#### Selected text:
▬▬▬▬▬▬
This course is intended for engineers, supervisors and other technical staff who work in transmission, distribution, maintenance, operation, control and analysis of utilities & industrial electrical networks.

About the course

The detection of faults on electrical distribution systems has been one of the most persistent and difficult problems facing the electric utility industry. The performance and characteristics of electrical system configurations are vital factor in reducing or increasing the effect of faults on the system as earthing system, switch gear, protective relays, active and reactive power generation, etc. Protective systems are designed to sense faults and initiate fault clearing in a timely manner while minimizing the affected area. Protective relays are used to sense the faults and initiate circuit breakers tripping. Alternatively, fuses are used on the distribution system to sense and clear faults.

Electrical faults can cause severe damage when not interrupted promptly. In some cases, high-impedance fault currents may be insufficient to operate protective relays or blow fuses. Standard over current protection schemes utilized on secondary distribution at some industrial, commercial and large residential buildings may not detect high-impedance faults, commonly called arcing faults. In these cases, more careful design techniques, such as the use of ground fault circuit interruption, are required to detect arcing faults and prevent burn down. When a short-circuit fault occurs, the fault path explodes in an intense arc. Local customers endure an interruption and customers farther away, a voltage sag; faults cause most reliability and power quality problems. Faults kill and injure line operators. Crew operating practices, equipment and training must account for where fault arc are likely to occur and must minimize crew exposure. When faults occur, we have ways to reduce their impacts. This course focuses on the general characteristics of faults and specific analysis of common fault types with suggestions on how to reduce them.
▬▬▬▬▬▬
#### Stated goal 1:
According to the course description, what can be used on the distribution system instead of protective relays to sense and clear faults?
#### Stated goal 2:
Collect every line of the rows that contains the string "face".
The rows that follow are separate material and have no connection to the course description.

#### Data extract:
▬▬▬▬▬▬
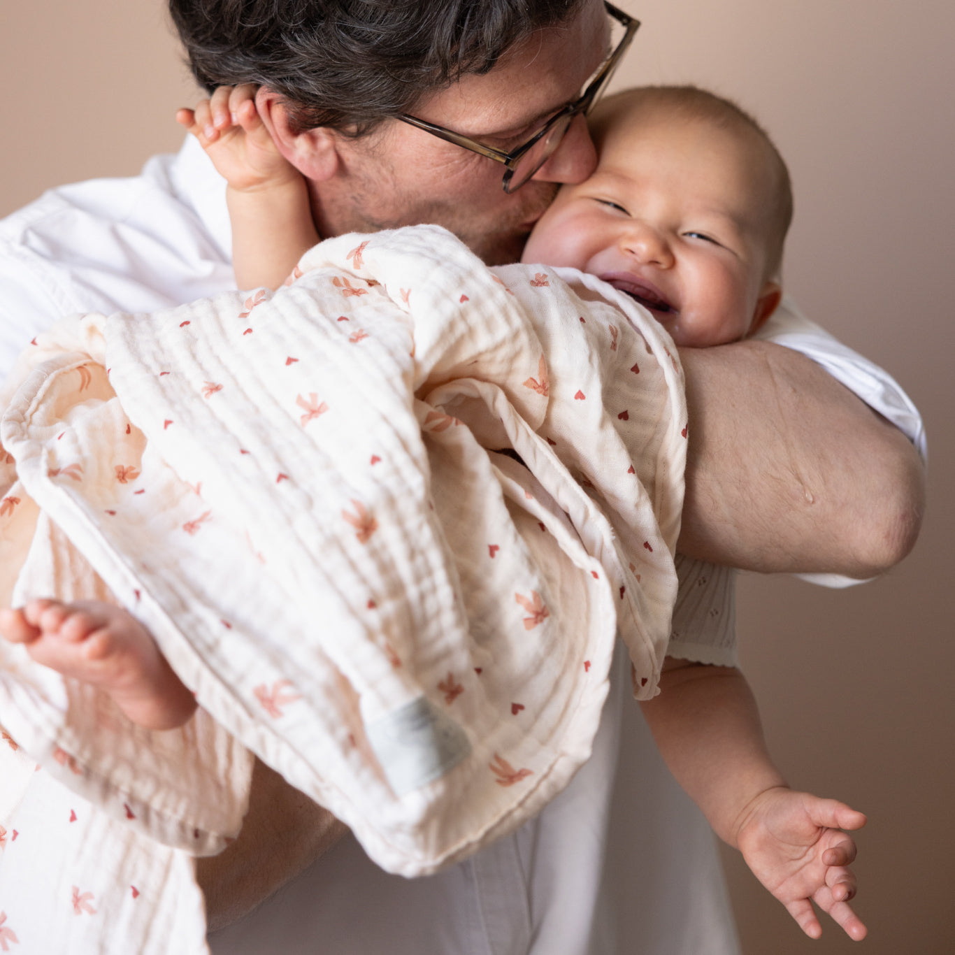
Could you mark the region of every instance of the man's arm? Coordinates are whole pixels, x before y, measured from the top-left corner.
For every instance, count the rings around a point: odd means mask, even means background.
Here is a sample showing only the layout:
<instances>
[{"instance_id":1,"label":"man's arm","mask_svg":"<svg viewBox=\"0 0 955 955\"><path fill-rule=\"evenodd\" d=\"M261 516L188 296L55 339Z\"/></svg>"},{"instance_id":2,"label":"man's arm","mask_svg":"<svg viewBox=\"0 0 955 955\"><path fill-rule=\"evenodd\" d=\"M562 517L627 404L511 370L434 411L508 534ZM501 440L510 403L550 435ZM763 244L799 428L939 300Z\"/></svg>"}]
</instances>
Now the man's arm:
<instances>
[{"instance_id":1,"label":"man's arm","mask_svg":"<svg viewBox=\"0 0 955 955\"><path fill-rule=\"evenodd\" d=\"M690 446L678 549L763 572L865 578L911 550L911 442L815 362L770 342L681 349Z\"/></svg>"},{"instance_id":2,"label":"man's arm","mask_svg":"<svg viewBox=\"0 0 955 955\"><path fill-rule=\"evenodd\" d=\"M347 832L331 813L256 759L248 813L239 838L218 856L196 860L208 930L223 928L251 912Z\"/></svg>"}]
</instances>

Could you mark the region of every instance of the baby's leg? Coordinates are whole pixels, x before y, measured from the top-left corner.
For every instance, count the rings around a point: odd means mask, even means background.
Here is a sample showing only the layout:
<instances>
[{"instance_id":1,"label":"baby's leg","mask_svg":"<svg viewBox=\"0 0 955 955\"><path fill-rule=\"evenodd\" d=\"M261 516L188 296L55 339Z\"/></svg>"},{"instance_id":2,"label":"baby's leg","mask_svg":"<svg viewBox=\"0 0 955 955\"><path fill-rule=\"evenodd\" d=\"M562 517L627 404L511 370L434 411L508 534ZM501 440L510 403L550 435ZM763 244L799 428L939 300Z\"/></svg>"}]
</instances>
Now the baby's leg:
<instances>
[{"instance_id":1,"label":"baby's leg","mask_svg":"<svg viewBox=\"0 0 955 955\"><path fill-rule=\"evenodd\" d=\"M21 609L0 610L0 633L24 644L37 663L99 687L147 730L181 726L196 709L149 631L112 604L31 601Z\"/></svg>"}]
</instances>

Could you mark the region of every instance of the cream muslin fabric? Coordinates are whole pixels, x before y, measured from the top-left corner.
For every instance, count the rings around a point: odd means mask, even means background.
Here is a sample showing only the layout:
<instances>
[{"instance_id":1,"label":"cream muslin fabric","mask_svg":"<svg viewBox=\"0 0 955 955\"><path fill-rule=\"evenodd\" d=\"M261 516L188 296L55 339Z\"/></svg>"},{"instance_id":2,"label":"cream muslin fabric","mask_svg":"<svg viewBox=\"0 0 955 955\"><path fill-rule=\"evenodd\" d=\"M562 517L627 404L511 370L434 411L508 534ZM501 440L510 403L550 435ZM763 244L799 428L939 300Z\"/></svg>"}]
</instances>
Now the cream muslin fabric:
<instances>
[{"instance_id":1,"label":"cream muslin fabric","mask_svg":"<svg viewBox=\"0 0 955 955\"><path fill-rule=\"evenodd\" d=\"M121 893L127 950L154 950L177 893L195 910L180 857L238 831L250 752L383 868L426 874L566 785L618 631L639 697L663 663L687 422L659 326L432 226L323 243L296 273L274 295L67 320L3 416L4 598L116 600L202 707L147 732L0 647L26 787L8 828L47 775L51 813L81 805L65 824L115 862L70 850L72 924ZM154 845L168 878L144 901L128 863ZM202 930L169 944L202 951Z\"/></svg>"}]
</instances>

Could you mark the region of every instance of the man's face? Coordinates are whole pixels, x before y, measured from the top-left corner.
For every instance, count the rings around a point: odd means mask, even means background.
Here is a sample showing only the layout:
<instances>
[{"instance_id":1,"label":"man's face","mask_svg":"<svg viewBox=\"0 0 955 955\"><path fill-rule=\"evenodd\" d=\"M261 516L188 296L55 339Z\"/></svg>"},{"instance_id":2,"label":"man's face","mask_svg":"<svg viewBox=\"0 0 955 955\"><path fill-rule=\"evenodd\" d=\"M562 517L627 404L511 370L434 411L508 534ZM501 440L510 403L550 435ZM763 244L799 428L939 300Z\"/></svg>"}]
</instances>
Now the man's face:
<instances>
[{"instance_id":1,"label":"man's face","mask_svg":"<svg viewBox=\"0 0 955 955\"><path fill-rule=\"evenodd\" d=\"M659 107L602 119L596 171L561 190L523 261L604 279L677 345L742 338L778 287L763 280L774 195L765 151L752 137Z\"/></svg>"},{"instance_id":2,"label":"man's face","mask_svg":"<svg viewBox=\"0 0 955 955\"><path fill-rule=\"evenodd\" d=\"M541 31L484 75L467 75L418 104L414 115L501 150L514 149L567 102L608 53L609 27L599 0L586 0L562 27ZM371 135L339 139L341 166L311 182L322 235L370 232L419 223L443 225L485 262L516 262L555 183L580 182L596 164L578 117L534 179L508 196L504 166L398 120Z\"/></svg>"}]
</instances>

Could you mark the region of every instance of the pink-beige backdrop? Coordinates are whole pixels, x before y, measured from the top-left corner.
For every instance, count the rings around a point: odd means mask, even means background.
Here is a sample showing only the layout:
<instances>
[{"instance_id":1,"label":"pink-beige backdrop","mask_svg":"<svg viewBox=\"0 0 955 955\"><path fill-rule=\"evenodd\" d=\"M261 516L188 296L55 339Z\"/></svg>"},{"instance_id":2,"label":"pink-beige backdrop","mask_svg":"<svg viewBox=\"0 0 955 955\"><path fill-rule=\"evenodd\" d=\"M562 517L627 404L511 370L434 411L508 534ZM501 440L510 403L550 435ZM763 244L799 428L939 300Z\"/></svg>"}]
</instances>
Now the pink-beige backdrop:
<instances>
[{"instance_id":1,"label":"pink-beige backdrop","mask_svg":"<svg viewBox=\"0 0 955 955\"><path fill-rule=\"evenodd\" d=\"M890 369L924 414L929 507L913 554L851 591L748 576L739 627L791 781L869 814L857 865L862 950L950 955L955 6L622 2L644 26L618 85L695 82L760 117L796 188L788 288ZM178 148L173 114L196 92L159 0L6 3L0 32L0 215L48 186L128 175ZM831 924L819 943L802 937L734 854L726 860L746 955L856 950Z\"/></svg>"}]
</instances>

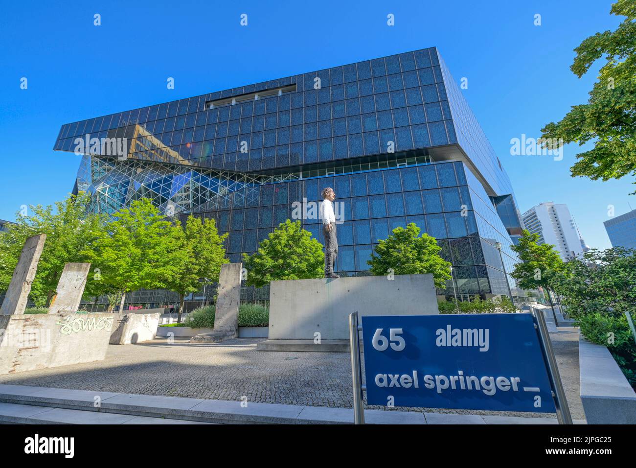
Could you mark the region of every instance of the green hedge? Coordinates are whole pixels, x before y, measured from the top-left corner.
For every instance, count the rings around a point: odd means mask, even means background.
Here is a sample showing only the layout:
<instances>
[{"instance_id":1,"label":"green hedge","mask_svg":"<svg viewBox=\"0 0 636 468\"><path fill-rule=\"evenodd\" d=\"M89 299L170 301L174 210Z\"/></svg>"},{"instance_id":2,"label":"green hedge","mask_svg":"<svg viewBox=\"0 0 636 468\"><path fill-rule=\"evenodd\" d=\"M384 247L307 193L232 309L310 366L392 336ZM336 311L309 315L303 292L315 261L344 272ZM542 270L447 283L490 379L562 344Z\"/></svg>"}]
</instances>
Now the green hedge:
<instances>
[{"instance_id":1,"label":"green hedge","mask_svg":"<svg viewBox=\"0 0 636 468\"><path fill-rule=\"evenodd\" d=\"M188 314L183 325L191 328L214 328L214 306L195 309ZM238 309L239 327L267 327L270 322L270 310L258 304L242 304Z\"/></svg>"},{"instance_id":2,"label":"green hedge","mask_svg":"<svg viewBox=\"0 0 636 468\"><path fill-rule=\"evenodd\" d=\"M30 307L25 309L25 314L48 314L48 308L46 307Z\"/></svg>"},{"instance_id":3,"label":"green hedge","mask_svg":"<svg viewBox=\"0 0 636 468\"><path fill-rule=\"evenodd\" d=\"M482 301L479 296L471 299L470 302L455 302L455 300L439 302L440 314L494 314L515 313L516 309L508 297L501 300L488 299ZM459 310L459 311L458 311Z\"/></svg>"},{"instance_id":4,"label":"green hedge","mask_svg":"<svg viewBox=\"0 0 636 468\"><path fill-rule=\"evenodd\" d=\"M636 343L627 317L586 314L579 316L576 325L588 341L607 346L630 385L636 388Z\"/></svg>"}]
</instances>

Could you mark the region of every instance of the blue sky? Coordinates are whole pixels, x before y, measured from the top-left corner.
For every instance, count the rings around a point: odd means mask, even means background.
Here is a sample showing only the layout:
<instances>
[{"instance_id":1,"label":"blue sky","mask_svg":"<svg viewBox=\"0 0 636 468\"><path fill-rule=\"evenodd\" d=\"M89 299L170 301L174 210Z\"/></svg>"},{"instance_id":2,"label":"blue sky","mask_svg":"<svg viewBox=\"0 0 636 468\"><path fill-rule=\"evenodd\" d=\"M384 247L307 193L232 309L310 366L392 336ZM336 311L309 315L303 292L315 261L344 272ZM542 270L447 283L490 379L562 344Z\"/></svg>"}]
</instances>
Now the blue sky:
<instances>
[{"instance_id":1,"label":"blue sky","mask_svg":"<svg viewBox=\"0 0 636 468\"><path fill-rule=\"evenodd\" d=\"M629 178L570 176L562 160L511 156L584 103L595 66L569 70L584 38L614 29L605 0L541 1L11 2L0 17L0 218L73 188L79 157L52 150L65 123L436 46L508 171L520 209L567 203L583 238L606 248L608 205L636 208ZM102 25L93 24L93 15ZM240 25L242 13L248 25ZM387 25L387 15L395 25ZM534 24L541 15L541 25ZM166 79L175 78L168 90ZM28 89L20 89L22 77Z\"/></svg>"}]
</instances>

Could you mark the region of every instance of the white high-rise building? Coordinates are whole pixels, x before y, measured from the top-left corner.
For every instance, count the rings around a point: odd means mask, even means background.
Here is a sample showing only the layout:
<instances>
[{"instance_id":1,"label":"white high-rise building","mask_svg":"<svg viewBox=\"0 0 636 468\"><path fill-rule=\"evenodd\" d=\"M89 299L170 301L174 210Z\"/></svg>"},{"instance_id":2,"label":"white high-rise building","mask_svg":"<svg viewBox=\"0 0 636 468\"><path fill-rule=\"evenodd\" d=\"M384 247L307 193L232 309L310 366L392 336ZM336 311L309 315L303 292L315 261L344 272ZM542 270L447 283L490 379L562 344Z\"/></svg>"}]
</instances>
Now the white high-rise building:
<instances>
[{"instance_id":1,"label":"white high-rise building","mask_svg":"<svg viewBox=\"0 0 636 468\"><path fill-rule=\"evenodd\" d=\"M539 234L539 243L553 244L564 260L589 250L565 203L541 203L524 213L522 218L525 229Z\"/></svg>"}]
</instances>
▬▬▬▬▬▬
#### Solution 1:
Fuses.

#### Solution 2:
Could you mark the region of every instance of the man's face? Coordinates are whole pixels, x before y, measured from the top-left corner.
[{"instance_id":1,"label":"man's face","mask_svg":"<svg viewBox=\"0 0 955 955\"><path fill-rule=\"evenodd\" d=\"M261 516L188 296L55 339Z\"/></svg>"},{"instance_id":2,"label":"man's face","mask_svg":"<svg viewBox=\"0 0 955 955\"><path fill-rule=\"evenodd\" d=\"M562 517L627 404L511 370L434 411L508 534ZM501 440L510 403L550 435ZM763 244L799 428L939 300Z\"/></svg>"}]
Now the man's face:
[{"instance_id":1,"label":"man's face","mask_svg":"<svg viewBox=\"0 0 955 955\"><path fill-rule=\"evenodd\" d=\"M659 107L602 119L596 171L561 190L523 261L604 279L677 345L742 338L778 287L763 280L774 195L765 151L752 137Z\"/></svg>"},{"instance_id":2,"label":"man's face","mask_svg":"<svg viewBox=\"0 0 955 955\"><path fill-rule=\"evenodd\" d=\"M541 31L484 75L467 75L418 104L414 115L501 150L514 149L567 102L608 53L609 27L599 0L586 0L562 27ZM371 135L339 139L341 166L311 182L322 235L370 232L419 223L443 225L485 262L516 262L555 183L580 182L596 164L578 117L534 179L508 196L504 166L398 120Z\"/></svg>"}]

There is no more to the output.